### Task details:
Look through the records below and collect all lines that hold the string "ceiling".

### Provided data:
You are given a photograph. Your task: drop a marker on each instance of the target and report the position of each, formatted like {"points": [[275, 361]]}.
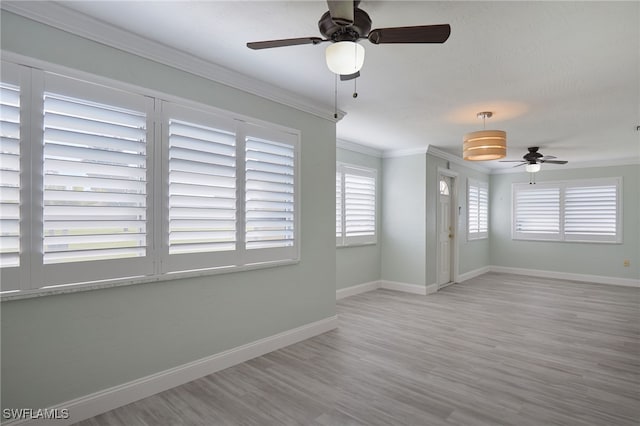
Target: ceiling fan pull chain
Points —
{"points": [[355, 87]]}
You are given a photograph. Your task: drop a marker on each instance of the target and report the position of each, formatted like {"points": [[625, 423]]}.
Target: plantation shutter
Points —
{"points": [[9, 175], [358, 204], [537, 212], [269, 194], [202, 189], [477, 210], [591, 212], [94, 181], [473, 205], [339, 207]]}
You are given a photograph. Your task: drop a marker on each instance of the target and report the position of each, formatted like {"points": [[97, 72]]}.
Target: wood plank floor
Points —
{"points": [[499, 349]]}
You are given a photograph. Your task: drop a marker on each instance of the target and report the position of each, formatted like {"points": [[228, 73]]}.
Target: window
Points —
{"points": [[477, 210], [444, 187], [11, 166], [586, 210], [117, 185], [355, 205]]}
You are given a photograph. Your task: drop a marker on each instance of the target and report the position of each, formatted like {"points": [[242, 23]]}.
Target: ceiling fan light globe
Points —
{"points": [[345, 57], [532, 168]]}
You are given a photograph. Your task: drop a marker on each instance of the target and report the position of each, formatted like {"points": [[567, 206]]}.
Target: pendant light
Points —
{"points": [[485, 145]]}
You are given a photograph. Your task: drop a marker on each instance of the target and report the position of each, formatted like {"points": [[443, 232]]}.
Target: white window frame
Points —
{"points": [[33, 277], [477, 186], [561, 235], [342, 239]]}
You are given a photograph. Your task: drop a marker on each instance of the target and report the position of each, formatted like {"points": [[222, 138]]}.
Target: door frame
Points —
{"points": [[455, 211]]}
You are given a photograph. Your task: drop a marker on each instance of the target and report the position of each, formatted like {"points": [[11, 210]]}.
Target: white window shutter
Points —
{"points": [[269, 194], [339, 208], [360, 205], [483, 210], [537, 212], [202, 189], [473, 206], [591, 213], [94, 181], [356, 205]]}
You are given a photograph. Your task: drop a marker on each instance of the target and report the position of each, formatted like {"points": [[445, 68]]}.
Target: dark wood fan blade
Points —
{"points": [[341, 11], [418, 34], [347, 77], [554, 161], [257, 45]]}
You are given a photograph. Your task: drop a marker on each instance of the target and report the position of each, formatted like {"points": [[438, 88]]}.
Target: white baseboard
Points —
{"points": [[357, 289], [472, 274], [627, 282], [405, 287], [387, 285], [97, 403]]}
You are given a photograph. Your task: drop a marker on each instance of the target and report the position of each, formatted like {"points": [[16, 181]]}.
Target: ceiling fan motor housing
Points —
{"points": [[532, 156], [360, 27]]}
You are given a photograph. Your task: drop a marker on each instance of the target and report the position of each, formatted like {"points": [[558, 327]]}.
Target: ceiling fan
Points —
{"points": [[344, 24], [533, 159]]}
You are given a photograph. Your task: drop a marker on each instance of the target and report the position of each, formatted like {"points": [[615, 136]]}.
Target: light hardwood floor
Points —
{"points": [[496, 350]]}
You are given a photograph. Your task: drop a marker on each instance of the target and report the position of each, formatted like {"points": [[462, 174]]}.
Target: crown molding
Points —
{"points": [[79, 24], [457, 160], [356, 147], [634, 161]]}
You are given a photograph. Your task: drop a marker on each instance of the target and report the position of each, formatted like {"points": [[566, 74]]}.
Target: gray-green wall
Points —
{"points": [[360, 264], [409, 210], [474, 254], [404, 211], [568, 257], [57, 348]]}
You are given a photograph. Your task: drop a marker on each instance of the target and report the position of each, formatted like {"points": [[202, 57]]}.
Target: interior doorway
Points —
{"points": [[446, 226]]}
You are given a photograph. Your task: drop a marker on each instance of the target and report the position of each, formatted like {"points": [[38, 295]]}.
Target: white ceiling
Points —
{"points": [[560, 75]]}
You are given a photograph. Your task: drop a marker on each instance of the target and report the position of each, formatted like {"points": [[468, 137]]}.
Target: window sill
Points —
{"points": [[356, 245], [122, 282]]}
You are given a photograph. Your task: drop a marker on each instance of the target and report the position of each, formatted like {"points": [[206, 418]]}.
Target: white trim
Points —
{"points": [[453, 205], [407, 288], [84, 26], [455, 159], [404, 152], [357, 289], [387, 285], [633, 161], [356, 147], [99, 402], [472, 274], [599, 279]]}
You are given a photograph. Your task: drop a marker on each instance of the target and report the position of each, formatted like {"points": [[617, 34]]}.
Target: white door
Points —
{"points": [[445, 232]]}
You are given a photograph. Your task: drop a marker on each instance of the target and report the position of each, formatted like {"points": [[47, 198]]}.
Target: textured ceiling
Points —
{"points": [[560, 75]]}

### Your response:
Target: ceiling fan pull chain
Target: ceiling fan light globe
Target: ceiling fan motor housing
Target: ceiling fan
Target: white ceiling
Target: textured ceiling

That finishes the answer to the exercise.